#### [Instruction a]
According to the essay on St. Paul and Romans, until what year did the word "homosexuality" not exist?

===== Passage to read =====

St. Paul and men “leaving the natural use” of women
Essay by Stephen O. Murray
March 26, 2002
“Whether or not Western people have ever heard of Paul’s Letter to the Romans, it affects their lives,” Bernadette Brooten (1996:196) wrote. It is particularly misused against lesbians and gay men by some people who call themselves “Christian” but fail to heed warnings not only from Paul in Romans but from Jesus in the Gospels and who rip two verses from the first chapter out of the context of that chapter.
In my venture into examining what the Jesus of the Gospels had to say about “homosexuality,” the answer was “nothing, but He condemned fag baiting.” (The extended analysis of Matthew 5:22 is here).
One of those believing that followers of Christ must condemn homosexuality asked “What about Romans 1:26–27?” The short answer is “What about it?” The longer answer, attempting to understand these verses within the very complex structure and syntax of Romans 1–3 follows.
The first chapters of the “Epistle of Paul the Apostle to the Romans” have a fairly clear overall intent, though the syntax is incredibly torturous. I do not think that anyone could read even the first chapter of Romans as “being about homosexuality” (a word that did not exist until 1869 and took several more decades to reach English) or “sodomy” (a word that did not exist until the 11th century).
There is something of a consensus that the first chapter is about Gentiles, the next two about Jews. I am not totally convinced that the first chapter is about Gentiles. The force of the epistle to the Romans is that it does not matter whether one is descended from the originally Chosen People (of the First Covenant) or not. All humankind as descendants of Adam and Eve bear Original Sin. Salvation through the Gospels is available to Jew and Gentile (verse 16).
Nonetheless, it seems that Old Testament history is universalized in the first chapter. Idolatry was the recurrent occasion for the wrath of Jehovah against those violating His Covenent (the First Covenant in the view of Christians). Those who were supposed to know God but “glorified him not as God” (21) and “changed the glory of the uncorruptible God into an image made like to corruptible man, and to birds, and fourfooted beasts, and creeping things” (23) strikes me as heavily influenced by the golden calf and later Jewish departures from the Jehovah was supposed to be worshipped.
By A.D. 58, the Roman state religion (not at this point Christianity) had deified several emperors in addition to prescribing worhip of the pantheon of traditional Greco-Roman gods. I do not see any evidence that Paul was aiming to recall
Christians in Rome from idolatrous practices or tendencies. It seems to me that he sees the whole human species as latent idolaters—not just Romans, not just Jews, but humankind.

===== Records to use =====

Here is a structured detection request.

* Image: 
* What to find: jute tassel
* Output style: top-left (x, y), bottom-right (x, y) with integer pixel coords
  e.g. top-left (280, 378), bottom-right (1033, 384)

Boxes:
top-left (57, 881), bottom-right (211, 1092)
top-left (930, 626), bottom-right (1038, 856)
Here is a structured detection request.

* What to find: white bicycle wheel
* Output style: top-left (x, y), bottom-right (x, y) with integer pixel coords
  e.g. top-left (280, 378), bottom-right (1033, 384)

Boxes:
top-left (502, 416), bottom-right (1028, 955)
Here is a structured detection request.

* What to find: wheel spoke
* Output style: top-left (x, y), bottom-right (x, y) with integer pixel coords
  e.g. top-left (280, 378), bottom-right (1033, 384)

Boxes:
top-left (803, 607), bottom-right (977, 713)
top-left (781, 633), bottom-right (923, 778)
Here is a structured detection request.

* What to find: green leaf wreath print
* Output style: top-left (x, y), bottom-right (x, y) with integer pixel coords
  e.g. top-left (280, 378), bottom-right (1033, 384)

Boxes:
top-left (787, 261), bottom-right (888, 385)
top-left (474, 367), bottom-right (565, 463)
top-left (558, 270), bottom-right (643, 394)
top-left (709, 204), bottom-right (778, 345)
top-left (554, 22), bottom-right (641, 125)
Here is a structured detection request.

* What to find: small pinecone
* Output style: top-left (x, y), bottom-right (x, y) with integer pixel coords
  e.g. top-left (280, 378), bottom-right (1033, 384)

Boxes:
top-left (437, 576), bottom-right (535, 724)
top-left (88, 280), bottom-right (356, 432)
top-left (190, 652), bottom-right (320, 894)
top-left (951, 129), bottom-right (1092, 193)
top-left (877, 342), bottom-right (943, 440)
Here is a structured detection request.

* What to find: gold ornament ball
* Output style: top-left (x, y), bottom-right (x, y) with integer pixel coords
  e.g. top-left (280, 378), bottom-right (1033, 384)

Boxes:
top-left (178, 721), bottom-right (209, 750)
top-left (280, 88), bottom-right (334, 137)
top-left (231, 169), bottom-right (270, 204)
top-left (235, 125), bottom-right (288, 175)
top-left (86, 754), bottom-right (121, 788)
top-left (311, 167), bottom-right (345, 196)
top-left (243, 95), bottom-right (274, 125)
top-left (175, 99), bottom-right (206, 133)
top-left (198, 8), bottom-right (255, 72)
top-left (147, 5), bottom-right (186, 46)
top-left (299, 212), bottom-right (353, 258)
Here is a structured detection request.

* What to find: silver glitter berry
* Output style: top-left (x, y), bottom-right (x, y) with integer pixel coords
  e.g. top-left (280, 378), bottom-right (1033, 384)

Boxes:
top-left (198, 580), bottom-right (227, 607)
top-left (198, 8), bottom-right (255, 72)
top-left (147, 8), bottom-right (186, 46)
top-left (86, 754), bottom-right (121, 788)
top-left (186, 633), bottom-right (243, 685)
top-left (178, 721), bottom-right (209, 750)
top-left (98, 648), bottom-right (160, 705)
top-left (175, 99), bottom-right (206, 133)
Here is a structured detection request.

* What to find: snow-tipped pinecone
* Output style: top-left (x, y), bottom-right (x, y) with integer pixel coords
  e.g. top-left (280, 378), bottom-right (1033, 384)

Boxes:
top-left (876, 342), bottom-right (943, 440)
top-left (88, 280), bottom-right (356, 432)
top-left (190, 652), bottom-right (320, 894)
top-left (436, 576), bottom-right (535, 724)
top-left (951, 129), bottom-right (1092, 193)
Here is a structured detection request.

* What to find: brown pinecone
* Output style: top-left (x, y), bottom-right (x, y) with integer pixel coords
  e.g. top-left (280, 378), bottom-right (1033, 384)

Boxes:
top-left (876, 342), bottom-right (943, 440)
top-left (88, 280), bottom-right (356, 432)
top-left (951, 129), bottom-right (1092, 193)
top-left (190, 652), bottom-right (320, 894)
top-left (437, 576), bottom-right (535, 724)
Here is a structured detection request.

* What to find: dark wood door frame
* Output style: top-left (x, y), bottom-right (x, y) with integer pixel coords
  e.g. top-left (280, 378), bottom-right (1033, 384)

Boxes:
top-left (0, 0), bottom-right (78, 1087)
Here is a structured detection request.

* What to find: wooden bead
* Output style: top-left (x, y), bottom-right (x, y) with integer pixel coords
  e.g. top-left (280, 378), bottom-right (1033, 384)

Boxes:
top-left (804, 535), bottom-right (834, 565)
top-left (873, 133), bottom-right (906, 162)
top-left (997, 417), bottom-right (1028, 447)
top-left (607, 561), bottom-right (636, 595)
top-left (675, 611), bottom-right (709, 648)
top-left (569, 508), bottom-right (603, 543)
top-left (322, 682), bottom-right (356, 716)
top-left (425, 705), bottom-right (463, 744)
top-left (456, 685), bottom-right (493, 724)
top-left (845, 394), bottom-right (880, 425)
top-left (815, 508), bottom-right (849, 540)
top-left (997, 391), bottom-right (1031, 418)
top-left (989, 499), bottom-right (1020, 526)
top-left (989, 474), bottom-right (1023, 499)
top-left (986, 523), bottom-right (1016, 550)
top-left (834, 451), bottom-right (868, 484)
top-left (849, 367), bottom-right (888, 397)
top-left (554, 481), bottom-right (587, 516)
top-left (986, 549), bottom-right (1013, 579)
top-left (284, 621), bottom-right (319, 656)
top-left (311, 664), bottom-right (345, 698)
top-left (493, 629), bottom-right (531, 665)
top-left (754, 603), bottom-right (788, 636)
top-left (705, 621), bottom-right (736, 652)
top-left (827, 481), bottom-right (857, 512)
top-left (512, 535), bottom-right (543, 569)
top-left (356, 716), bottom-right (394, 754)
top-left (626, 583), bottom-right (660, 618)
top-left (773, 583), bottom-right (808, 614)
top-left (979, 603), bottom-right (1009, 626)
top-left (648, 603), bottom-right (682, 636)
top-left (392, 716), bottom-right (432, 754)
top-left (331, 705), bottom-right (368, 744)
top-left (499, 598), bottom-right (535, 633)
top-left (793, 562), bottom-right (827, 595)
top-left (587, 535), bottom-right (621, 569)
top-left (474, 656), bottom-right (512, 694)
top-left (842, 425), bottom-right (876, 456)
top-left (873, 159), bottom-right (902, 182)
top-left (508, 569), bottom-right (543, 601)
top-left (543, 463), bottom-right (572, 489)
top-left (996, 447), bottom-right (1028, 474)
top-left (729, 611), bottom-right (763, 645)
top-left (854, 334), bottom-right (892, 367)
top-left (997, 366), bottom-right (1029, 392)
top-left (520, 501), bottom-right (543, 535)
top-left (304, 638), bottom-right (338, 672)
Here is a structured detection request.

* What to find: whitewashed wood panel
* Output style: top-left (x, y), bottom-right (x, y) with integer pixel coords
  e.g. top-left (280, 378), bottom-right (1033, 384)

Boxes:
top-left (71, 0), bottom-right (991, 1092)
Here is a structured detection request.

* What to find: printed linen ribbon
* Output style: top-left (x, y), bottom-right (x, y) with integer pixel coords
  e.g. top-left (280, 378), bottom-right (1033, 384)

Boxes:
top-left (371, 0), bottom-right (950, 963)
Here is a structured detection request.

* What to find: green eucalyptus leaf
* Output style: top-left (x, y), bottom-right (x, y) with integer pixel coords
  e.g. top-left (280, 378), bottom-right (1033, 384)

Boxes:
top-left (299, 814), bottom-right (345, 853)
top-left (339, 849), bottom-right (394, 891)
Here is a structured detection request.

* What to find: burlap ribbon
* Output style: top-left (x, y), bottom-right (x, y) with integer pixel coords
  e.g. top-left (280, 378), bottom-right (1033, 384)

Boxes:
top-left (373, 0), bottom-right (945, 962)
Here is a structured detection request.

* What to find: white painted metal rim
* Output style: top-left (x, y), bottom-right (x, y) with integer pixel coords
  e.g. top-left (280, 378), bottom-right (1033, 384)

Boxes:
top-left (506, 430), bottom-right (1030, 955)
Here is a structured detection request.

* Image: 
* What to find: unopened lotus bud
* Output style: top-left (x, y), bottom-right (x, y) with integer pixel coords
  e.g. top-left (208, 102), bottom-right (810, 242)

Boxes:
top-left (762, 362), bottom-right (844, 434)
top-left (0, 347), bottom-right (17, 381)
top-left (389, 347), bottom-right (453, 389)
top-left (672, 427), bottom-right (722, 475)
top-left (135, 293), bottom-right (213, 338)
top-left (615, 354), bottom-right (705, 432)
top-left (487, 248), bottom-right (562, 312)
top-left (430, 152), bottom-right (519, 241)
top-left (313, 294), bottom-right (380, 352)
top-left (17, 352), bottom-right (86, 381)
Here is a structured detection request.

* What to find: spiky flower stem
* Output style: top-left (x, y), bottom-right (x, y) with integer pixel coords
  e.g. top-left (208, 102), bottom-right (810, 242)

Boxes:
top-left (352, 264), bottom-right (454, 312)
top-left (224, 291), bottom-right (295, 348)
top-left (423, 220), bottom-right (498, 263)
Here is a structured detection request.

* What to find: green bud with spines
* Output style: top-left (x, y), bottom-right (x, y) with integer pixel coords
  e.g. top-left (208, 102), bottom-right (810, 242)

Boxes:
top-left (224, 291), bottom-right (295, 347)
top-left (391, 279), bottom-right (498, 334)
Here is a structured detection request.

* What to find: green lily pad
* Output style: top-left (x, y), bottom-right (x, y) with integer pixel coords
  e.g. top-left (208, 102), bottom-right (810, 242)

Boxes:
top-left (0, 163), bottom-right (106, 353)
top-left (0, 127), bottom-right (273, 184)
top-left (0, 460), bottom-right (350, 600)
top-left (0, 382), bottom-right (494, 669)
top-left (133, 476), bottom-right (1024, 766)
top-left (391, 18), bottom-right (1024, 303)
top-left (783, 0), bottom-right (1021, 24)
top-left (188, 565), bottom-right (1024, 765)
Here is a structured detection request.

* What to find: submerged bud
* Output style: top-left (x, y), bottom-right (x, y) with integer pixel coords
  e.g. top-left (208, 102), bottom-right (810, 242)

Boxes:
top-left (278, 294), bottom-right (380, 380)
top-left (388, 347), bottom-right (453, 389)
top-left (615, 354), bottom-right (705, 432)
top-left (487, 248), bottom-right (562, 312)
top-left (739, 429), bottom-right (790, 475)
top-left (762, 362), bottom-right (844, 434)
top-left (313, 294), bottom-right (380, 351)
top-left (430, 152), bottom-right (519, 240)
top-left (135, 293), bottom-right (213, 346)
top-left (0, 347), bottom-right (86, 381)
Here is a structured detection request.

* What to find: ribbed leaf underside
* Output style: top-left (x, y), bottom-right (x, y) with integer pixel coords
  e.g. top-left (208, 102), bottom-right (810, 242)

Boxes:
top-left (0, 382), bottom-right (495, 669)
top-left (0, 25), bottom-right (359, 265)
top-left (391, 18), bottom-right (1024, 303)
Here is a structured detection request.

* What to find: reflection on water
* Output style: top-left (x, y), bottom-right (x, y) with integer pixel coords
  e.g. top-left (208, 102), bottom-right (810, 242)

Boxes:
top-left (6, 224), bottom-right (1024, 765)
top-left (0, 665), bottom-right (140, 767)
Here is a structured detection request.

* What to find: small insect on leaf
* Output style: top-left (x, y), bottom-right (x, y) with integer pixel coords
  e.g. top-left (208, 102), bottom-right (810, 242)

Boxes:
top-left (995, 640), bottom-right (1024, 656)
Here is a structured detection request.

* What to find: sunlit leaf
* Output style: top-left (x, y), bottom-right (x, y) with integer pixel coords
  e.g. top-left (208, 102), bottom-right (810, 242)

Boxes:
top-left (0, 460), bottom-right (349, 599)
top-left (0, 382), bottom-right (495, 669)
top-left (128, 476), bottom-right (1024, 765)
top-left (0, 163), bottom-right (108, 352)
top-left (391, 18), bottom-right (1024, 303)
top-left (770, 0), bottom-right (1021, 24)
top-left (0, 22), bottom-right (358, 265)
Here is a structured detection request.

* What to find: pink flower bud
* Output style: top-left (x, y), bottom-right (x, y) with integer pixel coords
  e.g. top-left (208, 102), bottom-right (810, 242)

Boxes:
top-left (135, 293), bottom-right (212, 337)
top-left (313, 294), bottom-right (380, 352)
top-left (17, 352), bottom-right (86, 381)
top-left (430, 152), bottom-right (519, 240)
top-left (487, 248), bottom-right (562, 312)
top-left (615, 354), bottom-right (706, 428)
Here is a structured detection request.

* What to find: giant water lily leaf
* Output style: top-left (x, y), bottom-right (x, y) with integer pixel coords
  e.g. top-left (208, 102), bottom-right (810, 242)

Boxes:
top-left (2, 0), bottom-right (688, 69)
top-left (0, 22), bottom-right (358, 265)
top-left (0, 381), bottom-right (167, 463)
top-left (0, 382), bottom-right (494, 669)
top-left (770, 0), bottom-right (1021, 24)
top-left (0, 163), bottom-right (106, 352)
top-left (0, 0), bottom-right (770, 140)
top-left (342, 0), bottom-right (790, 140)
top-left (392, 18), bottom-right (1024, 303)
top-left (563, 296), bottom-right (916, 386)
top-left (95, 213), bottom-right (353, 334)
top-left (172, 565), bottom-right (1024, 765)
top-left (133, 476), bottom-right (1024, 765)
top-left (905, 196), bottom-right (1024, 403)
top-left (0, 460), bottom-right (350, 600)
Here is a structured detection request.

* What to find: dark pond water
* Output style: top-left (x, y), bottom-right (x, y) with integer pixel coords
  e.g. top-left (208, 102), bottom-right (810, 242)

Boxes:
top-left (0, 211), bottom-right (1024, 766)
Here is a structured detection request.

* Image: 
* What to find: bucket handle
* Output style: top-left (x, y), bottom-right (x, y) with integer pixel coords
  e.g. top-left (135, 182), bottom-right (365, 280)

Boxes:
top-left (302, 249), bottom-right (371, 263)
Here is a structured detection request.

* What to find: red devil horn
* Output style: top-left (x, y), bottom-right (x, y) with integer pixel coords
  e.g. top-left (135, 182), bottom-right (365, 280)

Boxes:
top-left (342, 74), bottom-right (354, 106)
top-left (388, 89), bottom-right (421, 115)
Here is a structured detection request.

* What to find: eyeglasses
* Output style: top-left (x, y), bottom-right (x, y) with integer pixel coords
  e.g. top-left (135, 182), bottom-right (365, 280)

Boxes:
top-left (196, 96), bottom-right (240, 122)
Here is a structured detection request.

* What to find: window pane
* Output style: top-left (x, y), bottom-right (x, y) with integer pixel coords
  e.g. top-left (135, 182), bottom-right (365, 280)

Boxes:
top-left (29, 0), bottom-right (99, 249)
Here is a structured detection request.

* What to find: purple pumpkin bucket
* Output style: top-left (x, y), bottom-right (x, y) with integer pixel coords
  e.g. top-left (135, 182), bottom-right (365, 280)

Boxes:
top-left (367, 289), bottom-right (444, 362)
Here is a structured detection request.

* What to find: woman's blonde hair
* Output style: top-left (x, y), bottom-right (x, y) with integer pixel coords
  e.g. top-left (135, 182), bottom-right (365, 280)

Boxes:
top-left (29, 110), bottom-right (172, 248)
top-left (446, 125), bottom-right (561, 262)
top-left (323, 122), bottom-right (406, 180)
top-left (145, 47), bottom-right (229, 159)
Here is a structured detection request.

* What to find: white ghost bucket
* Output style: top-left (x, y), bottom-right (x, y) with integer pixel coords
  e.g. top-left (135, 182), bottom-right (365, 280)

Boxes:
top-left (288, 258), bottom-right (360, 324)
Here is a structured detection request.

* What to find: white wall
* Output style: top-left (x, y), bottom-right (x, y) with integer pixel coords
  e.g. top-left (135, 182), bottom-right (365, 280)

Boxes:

=====

#### [Instruction b]
Can you reproduce the records word for word, starting at the very first line of the records and ending at the line that contains "top-left (502, 416), bottom-right (1028, 955)", with both of those lines included?

#### [Full output a]
1869

#### [Full output b]
Here is a structured detection request.

* Image: 
* What to find: jute tassel
* Output style: top-left (x, y), bottom-right (x, y) with integer pixel coords
  e.g. top-left (280, 378), bottom-right (1033, 384)

Boxes:
top-left (57, 881), bottom-right (211, 1092)
top-left (930, 626), bottom-right (1038, 856)
Here is a structured detection request.

* What to find: white bicycle wheel
* Output style: top-left (x, y), bottom-right (x, y) with integer pixel coords
  e.g. top-left (280, 378), bottom-right (1033, 384)

Boxes:
top-left (502, 416), bottom-right (1028, 955)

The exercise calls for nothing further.